MATERIAL FOR THE TASK:
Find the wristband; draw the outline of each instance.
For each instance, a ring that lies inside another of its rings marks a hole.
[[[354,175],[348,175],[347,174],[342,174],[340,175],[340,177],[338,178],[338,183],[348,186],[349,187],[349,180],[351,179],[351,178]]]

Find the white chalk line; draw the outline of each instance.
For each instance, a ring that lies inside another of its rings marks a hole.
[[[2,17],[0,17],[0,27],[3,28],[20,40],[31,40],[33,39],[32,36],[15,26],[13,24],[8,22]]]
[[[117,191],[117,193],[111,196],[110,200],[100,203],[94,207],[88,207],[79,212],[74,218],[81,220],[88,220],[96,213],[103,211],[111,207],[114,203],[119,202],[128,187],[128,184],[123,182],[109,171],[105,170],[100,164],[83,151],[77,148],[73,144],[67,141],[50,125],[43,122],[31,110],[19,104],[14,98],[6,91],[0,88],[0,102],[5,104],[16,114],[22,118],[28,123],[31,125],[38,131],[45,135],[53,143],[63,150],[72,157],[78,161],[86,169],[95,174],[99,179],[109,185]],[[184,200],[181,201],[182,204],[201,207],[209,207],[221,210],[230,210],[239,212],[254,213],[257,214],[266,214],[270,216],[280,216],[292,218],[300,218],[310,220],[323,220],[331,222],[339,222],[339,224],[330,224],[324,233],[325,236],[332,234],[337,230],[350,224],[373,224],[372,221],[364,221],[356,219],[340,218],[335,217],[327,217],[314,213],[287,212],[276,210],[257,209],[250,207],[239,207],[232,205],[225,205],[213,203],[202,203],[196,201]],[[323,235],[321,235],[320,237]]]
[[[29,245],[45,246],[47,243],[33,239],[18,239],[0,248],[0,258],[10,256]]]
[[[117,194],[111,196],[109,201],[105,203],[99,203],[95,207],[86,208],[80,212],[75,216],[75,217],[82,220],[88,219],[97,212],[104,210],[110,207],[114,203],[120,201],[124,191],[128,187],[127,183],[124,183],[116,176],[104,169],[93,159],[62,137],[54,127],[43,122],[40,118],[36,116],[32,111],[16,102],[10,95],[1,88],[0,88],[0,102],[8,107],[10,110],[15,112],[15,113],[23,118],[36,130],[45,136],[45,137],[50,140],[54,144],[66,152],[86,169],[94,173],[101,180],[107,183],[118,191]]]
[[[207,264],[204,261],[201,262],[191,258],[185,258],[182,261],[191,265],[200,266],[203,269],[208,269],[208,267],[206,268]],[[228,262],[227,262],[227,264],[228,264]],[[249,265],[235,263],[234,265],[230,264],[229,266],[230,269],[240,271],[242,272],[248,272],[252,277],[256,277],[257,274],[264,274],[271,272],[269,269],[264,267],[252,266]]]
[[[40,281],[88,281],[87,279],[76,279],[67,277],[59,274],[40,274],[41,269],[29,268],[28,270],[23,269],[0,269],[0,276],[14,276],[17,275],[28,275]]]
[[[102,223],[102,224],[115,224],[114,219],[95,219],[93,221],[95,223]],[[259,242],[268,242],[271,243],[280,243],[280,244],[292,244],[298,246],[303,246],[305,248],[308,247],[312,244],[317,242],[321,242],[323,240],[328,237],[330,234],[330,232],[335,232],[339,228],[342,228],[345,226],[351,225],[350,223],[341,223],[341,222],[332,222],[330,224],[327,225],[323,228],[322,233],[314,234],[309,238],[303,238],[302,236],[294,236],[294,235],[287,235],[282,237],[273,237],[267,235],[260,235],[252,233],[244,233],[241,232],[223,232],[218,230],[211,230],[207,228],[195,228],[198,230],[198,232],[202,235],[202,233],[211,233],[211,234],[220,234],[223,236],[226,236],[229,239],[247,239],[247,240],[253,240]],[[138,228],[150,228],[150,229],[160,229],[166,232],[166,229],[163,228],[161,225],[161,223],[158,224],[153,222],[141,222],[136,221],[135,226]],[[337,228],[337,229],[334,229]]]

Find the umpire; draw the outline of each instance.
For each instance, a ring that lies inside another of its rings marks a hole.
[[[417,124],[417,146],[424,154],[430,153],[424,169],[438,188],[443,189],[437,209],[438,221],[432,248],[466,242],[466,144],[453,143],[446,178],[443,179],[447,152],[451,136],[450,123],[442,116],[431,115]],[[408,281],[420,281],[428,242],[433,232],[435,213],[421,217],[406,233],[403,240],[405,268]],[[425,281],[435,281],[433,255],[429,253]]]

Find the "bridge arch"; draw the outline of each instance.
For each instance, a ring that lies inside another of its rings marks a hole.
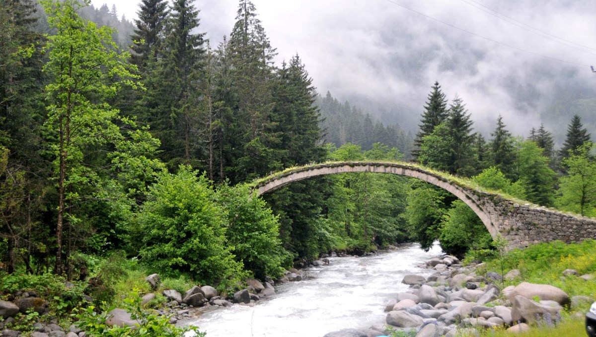
[[[410,177],[445,190],[474,211],[493,238],[499,234],[504,237],[510,248],[554,240],[571,242],[596,238],[596,218],[564,213],[480,191],[448,175],[405,163],[340,162],[315,164],[255,181],[254,190],[260,196],[293,181],[313,177],[365,172]]]
[[[270,176],[258,182],[255,190],[259,196],[271,192],[293,181],[320,175],[349,172],[384,173],[409,177],[438,186],[465,203],[482,221],[493,238],[499,233],[499,228],[490,214],[485,212],[475,197],[478,193],[454,181],[436,173],[406,164],[375,162],[341,162],[317,164],[291,169]]]

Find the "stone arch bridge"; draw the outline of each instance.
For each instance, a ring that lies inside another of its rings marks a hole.
[[[448,175],[406,163],[345,162],[315,164],[288,170],[256,181],[260,196],[293,181],[313,177],[348,172],[395,174],[420,179],[438,186],[466,203],[496,238],[500,233],[510,248],[541,242],[577,242],[596,238],[596,219],[581,217],[507,199],[478,190]]]

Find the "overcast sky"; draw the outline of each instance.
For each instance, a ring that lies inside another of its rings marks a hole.
[[[319,92],[406,127],[419,119],[434,81],[450,100],[464,100],[477,128],[492,129],[501,114],[514,134],[524,135],[541,122],[559,123],[540,116],[554,96],[591,95],[596,87],[594,0],[253,2],[278,61],[298,53]],[[139,2],[117,2],[119,15],[131,19]],[[201,31],[216,45],[231,31],[238,2],[195,4]]]

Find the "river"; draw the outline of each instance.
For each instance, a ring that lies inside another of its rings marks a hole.
[[[189,324],[207,337],[322,337],[346,329],[367,329],[384,322],[389,300],[408,288],[403,275],[430,275],[417,266],[440,254],[417,244],[362,257],[330,258],[329,266],[303,270],[306,279],[275,286],[277,294],[254,307],[209,308]]]

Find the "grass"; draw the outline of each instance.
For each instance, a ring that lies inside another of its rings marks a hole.
[[[458,337],[479,337],[476,333],[464,332],[457,335]],[[530,331],[515,335],[504,330],[489,330],[481,333],[482,337],[545,337],[564,336],[565,337],[585,337],[586,330],[583,318],[568,317],[561,322],[556,326],[550,327],[546,325],[530,327]]]
[[[464,263],[474,259],[473,253],[467,257]],[[565,291],[570,297],[576,295],[587,296],[596,300],[596,278],[585,281],[579,276],[563,276],[565,269],[575,269],[579,275],[596,275],[596,241],[585,240],[575,244],[566,244],[561,241],[541,243],[523,250],[516,249],[506,253],[502,259],[495,256],[485,260],[486,267],[483,270],[500,272],[501,263],[504,273],[511,269],[519,269],[520,277],[512,281],[506,281],[504,286],[516,285],[522,282],[533,284],[550,284]],[[586,336],[584,314],[591,303],[586,303],[573,311],[563,314],[561,321],[555,326],[546,323],[532,326],[527,333],[517,336]],[[465,332],[458,335],[462,337],[477,336]],[[482,331],[483,337],[511,336],[503,329]]]

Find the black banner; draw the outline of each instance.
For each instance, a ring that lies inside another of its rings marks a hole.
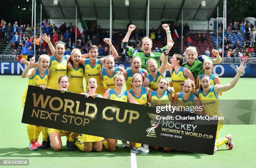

WHAT THIS TASK INVOLVES: Arrange every line of the listing above as a Markdown table with columns headed Row and Line, numbering the rows and skipping blank lines. Leave the pictures out of the table.

RESPONSE TO THIS TASK:
| Row | Line |
|---|---|
| 1 | Find the wristband; draw the outline of each instance. |
| 2 | For each instance, a ring that lies inside another of its rings marks a hole. |
| 3 | [[[354,175],[348,175],[347,174],[342,174],[340,175],[340,177],[338,178],[338,183],[348,186],[349,187],[349,180],[351,179],[351,178]]] |
| 4 | Find the white chalk line; draw the outline of each instance. |
| 5 | For each instance, a ring that lies inside another of its rings marks a hole. |
| 6 | [[[2,17],[0,17],[0,27],[3,28],[20,40],[31,40],[33,39],[32,36],[15,26],[13,24],[8,22]]] |
| 7 | [[[117,191],[117,193],[111,196],[110,200],[100,203],[94,207],[88,207],[79,212],[74,218],[81,220],[88,220],[96,213],[103,211],[111,207],[114,203],[119,202],[128,187],[128,184],[123,182],[109,171],[105,170],[100,164],[83,151],[77,148],[73,144],[67,141],[50,125],[43,122],[31,110],[19,104],[14,98],[6,91],[0,88],[0,102],[5,104],[16,114],[22,118],[28,123],[31,125],[38,131],[45,135],[53,143],[63,150],[72,157],[78,161],[86,169],[95,174],[99,179],[109,185]],[[184,200],[181,201],[182,204],[201,207],[209,207],[221,210],[230,210],[239,212],[254,213],[257,214],[266,214],[270,216],[280,216],[292,218],[300,218],[310,220],[323,220],[331,222],[339,222],[339,224],[330,224],[324,233],[325,236],[332,234],[337,230],[350,224],[373,224],[372,221],[364,221],[356,219],[340,218],[335,217],[327,217],[314,213],[287,212],[276,210],[257,209],[250,207],[239,207],[232,205],[225,205],[213,203],[202,203],[196,201]],[[323,235],[321,235],[320,237]]] |
| 8 | [[[29,245],[45,246],[47,243],[33,239],[18,239],[0,248],[0,258],[10,256]]] |
| 9 | [[[117,194],[111,196],[109,201],[105,203],[99,203],[95,207],[86,208],[80,212],[75,216],[75,217],[82,220],[88,219],[97,212],[104,210],[110,207],[114,203],[120,201],[124,191],[128,187],[127,183],[124,183],[116,176],[104,169],[93,159],[62,137],[54,127],[43,122],[40,118],[36,116],[32,111],[16,102],[10,95],[1,88],[0,88],[0,102],[8,107],[10,110],[15,112],[15,113],[23,118],[36,130],[45,136],[45,137],[50,140],[54,144],[66,152],[86,169],[94,173],[101,180],[107,183],[118,191]]] |
| 10 | [[[207,264],[204,261],[201,262],[191,258],[185,258],[182,261],[191,265],[200,266],[203,269],[208,269],[208,267],[206,268]],[[228,262],[227,262],[227,264],[228,264]],[[249,265],[235,263],[234,265],[230,264],[229,266],[230,269],[240,271],[242,272],[248,272],[252,277],[256,277],[257,274],[264,274],[271,272],[269,269],[264,267],[252,266]]] |
| 11 | [[[40,281],[88,281],[87,279],[76,279],[67,277],[59,274],[40,274],[41,269],[29,268],[28,270],[23,269],[0,269],[0,276],[14,276],[17,275],[28,275]]] |
| 12 | [[[102,223],[102,224],[115,224],[114,219],[95,219],[93,221],[95,223]],[[259,242],[268,242],[271,243],[280,243],[280,244],[292,244],[298,246],[303,246],[305,248],[308,247],[312,244],[317,242],[321,242],[323,240],[328,237],[330,234],[330,232],[335,232],[339,228],[342,228],[345,226],[351,225],[350,223],[341,223],[341,222],[332,222],[330,224],[327,225],[323,228],[322,233],[314,234],[309,238],[303,238],[302,236],[294,236],[294,235],[287,235],[282,237],[273,237],[267,235],[260,235],[252,233],[244,233],[241,232],[223,232],[218,230],[211,230],[207,228],[195,228],[198,230],[198,232],[202,235],[202,233],[211,233],[211,234],[220,234],[223,236],[226,236],[229,239],[247,239],[247,240],[253,240]],[[138,228],[150,228],[150,229],[160,229],[166,232],[166,229],[163,228],[161,225],[161,223],[158,224],[153,222],[141,222],[136,221],[135,226]],[[337,228],[337,229],[334,229]]] |
| 13 | Find the umpire; draw the outline of each instance. |
| 14 | For each instance, a ring that lies inside another of its rings marks a hole. |
| 15 | [[[417,124],[417,146],[424,154],[430,153],[424,169],[438,188],[443,189],[437,209],[438,221],[432,248],[466,242],[466,144],[453,143],[446,178],[443,179],[447,152],[451,136],[450,123],[442,116],[431,115]],[[408,281],[420,281],[428,242],[433,232],[435,213],[421,217],[406,233],[403,240],[405,268]],[[425,281],[435,281],[433,255],[429,253]]] |
| 16 | Find the "bridge arch"; draw the outline of each instance. |
| 17 | For each instance, a ring that lies inside another of its rings marks a hole. |
| 18 | [[[410,177],[445,190],[474,211],[493,238],[499,234],[504,237],[510,248],[554,240],[571,242],[596,238],[596,218],[564,213],[480,191],[448,175],[405,163],[340,162],[315,164],[255,181],[254,190],[260,196],[293,181],[313,177],[365,172]]] |
| 19 | [[[270,176],[258,182],[255,190],[259,196],[271,192],[293,181],[320,175],[349,172],[384,173],[409,177],[438,186],[465,203],[482,221],[493,238],[499,233],[499,228],[490,214],[485,212],[475,197],[478,193],[454,181],[436,173],[406,164],[375,162],[341,162],[317,164],[291,169]]] |
| 20 | Find the "stone arch bridge"; draw the outline of each instance. |
| 21 | For each instance, a ring that lies inside another of its rings marks a hole. |
| 22 | [[[448,175],[406,163],[345,162],[315,164],[288,170],[256,181],[260,196],[293,181],[313,177],[348,172],[395,174],[420,179],[438,186],[466,203],[496,238],[500,233],[510,248],[541,242],[577,242],[596,238],[596,219],[581,217],[507,199],[478,190]]] |
| 23 | Find the "overcast sky"; draw the outline of each instance. |
| 24 | For each instance, a ring that lies inside another of its rings marks a hole. |
| 25 | [[[319,92],[406,127],[419,119],[434,81],[450,100],[464,100],[477,128],[492,129],[501,114],[514,134],[524,135],[541,122],[559,123],[540,116],[554,96],[591,95],[596,87],[594,0],[253,2],[278,61],[298,53]],[[139,2],[117,2],[119,15],[131,19]],[[201,31],[216,45],[231,31],[238,2],[195,4]]] |
| 26 | Find the "river"; draw the outline of each instance. |
| 27 | For each instance, a ring that lies inside another of its rings marks a hole. |
| 28 | [[[189,324],[207,337],[322,337],[346,329],[367,329],[384,322],[389,300],[408,288],[403,275],[430,275],[417,266],[440,254],[417,244],[362,257],[330,258],[329,266],[303,270],[306,279],[275,286],[277,294],[254,307],[209,308]]] |
| 29 | Find the "grass"; draw the outline of each instance. |
| 30 | For each instance, a ring that lies inside another of its rings marks a hole. |
| 31 | [[[458,337],[479,337],[476,333],[464,332],[457,335]],[[530,331],[515,335],[504,330],[489,330],[481,333],[482,337],[545,337],[564,336],[565,337],[585,337],[586,330],[583,318],[568,317],[561,322],[556,326],[550,327],[546,325],[530,327]]] |
| 32 | [[[464,263],[474,259],[473,253],[467,257]],[[565,291],[570,297],[576,295],[587,296],[596,300],[596,278],[585,281],[579,276],[563,276],[565,269],[575,269],[579,275],[596,275],[596,241],[585,240],[575,244],[566,244],[561,241],[541,243],[523,250],[516,249],[506,253],[502,259],[495,256],[485,260],[486,267],[483,270],[500,272],[501,263],[504,273],[511,269],[519,269],[520,277],[512,281],[506,281],[504,286],[516,285],[522,282],[533,284],[550,284]],[[586,336],[584,314],[591,303],[586,303],[573,311],[563,314],[561,321],[555,326],[546,323],[532,326],[527,333],[517,336]],[[465,332],[458,335],[462,337],[477,336]],[[482,331],[483,337],[511,336],[503,329]]] |
| 33 | Find the black banner; draw the outline of each instance. |
| 34 | For each instance, a ring that lies inside another of its rings marks a hole. |